--- EXCERPTED DATA ---
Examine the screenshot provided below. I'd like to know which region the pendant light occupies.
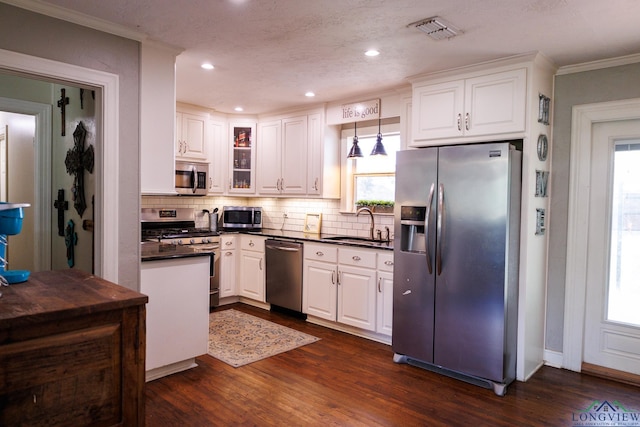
[347,122,363,159]
[371,119,387,156]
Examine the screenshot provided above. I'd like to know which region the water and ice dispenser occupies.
[400,206,427,253]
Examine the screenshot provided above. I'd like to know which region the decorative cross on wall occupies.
[53,188,69,236]
[58,89,69,136]
[64,122,94,218]
[64,219,78,268]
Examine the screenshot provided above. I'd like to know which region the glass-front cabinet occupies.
[229,123,256,193]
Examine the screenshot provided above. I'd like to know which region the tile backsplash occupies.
[141,196,393,238]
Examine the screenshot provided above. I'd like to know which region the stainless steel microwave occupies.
[176,161,209,196]
[222,206,262,230]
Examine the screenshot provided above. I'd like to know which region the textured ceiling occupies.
[15,0,640,114]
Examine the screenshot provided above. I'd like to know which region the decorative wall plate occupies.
[538,134,549,162]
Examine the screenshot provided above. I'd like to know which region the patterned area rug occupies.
[208,309,320,368]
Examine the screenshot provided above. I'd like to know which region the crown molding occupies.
[0,0,149,42]
[556,53,640,75]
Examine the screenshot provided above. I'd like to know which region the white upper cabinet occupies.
[307,113,340,199]
[257,115,307,195]
[175,110,209,162]
[412,68,527,146]
[227,122,256,194]
[257,120,282,194]
[140,43,177,195]
[208,119,229,194]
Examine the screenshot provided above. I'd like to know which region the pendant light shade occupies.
[347,122,364,159]
[371,119,387,156]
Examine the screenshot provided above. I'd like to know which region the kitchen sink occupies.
[324,236,379,243]
[322,236,389,246]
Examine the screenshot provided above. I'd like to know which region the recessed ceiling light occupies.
[407,16,462,40]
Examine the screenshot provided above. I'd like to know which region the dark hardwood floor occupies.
[146,304,640,427]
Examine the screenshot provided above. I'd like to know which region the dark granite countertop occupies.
[241,228,393,251]
[140,242,211,262]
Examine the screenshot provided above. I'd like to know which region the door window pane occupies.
[607,141,640,326]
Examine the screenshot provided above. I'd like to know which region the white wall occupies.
[545,64,640,352]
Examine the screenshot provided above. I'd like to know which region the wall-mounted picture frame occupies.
[304,213,322,234]
[538,93,551,125]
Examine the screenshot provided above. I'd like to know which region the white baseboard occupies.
[544,350,564,368]
[145,358,198,382]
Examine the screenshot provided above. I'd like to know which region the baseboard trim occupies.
[544,350,564,368]
[582,362,640,386]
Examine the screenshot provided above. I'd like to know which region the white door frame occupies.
[562,98,640,372]
[0,97,52,271]
[0,49,120,283]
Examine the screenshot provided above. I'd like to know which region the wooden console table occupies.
[0,270,148,426]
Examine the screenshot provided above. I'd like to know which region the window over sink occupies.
[341,119,401,212]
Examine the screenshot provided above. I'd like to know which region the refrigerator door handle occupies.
[424,182,436,274]
[436,184,444,276]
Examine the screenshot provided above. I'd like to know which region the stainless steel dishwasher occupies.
[265,239,302,313]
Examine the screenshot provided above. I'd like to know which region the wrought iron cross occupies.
[58,89,69,136]
[64,122,94,218]
[53,188,69,236]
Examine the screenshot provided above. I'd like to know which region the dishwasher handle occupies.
[269,246,300,252]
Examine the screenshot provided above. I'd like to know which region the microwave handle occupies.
[191,165,198,194]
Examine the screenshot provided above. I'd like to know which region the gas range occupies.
[141,208,220,249]
[140,208,220,307]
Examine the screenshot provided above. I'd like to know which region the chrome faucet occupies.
[356,208,375,240]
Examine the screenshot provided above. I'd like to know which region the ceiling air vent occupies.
[407,16,462,40]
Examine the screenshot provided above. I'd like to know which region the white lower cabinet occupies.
[238,234,266,302]
[303,243,393,336]
[376,251,393,336]
[140,256,211,381]
[221,236,238,298]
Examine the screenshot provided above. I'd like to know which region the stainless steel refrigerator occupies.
[392,142,521,395]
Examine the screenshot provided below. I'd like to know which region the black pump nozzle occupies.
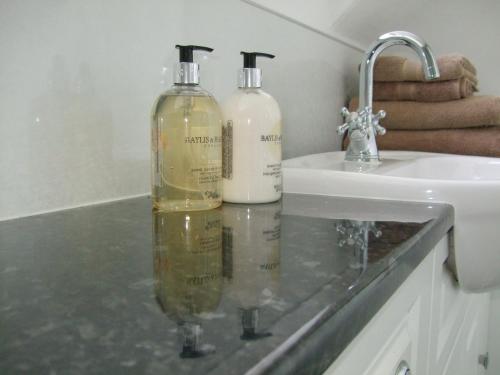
---
Render the part of the listing that opens with the line containing "ice dispenser occupies." and closes with the line containing "[208,309,320,368]" as a Markdown table with the columns Row and Line, giving each line a row number and leaving out blank lines.

| Row | Line |
|---|---|
| 1 | Examine the screenshot provided above. I'd like to know which region the water and ice dispenser occupies. |
| 2 | [400,206,427,253] |
| 3 | Examine the screenshot provided above. I'd like to know which region the decorative cross on wall occupies. |
| 4 | [53,188,69,236] |
| 5 | [58,89,69,136] |
| 6 | [64,122,94,218] |
| 7 | [64,219,78,268] |
| 8 | Examine the screenshot provided above. I'd like to know which region the glass-front cabinet occupies. |
| 9 | [229,123,256,193] |
| 10 | Examine the screenshot provided above. I'd like to know which region the tile backsplash occupies. |
| 11 | [141,196,393,238] |
| 12 | Examine the screenshot provided above. I'd like to know which region the stainless steel microwave occupies. |
| 13 | [176,161,209,196] |
| 14 | [222,206,262,230] |
| 15 | Examine the screenshot provided above. I'd like to know which region the textured ceiling occupies. |
| 16 | [15,0,640,114] |
| 17 | Examine the screenshot provided above. I'd like to know which region the decorative wall plate occupies. |
| 18 | [538,134,549,162] |
| 19 | Examine the screenshot provided above. I'd like to know which region the patterned area rug occupies. |
| 20 | [208,309,320,368] |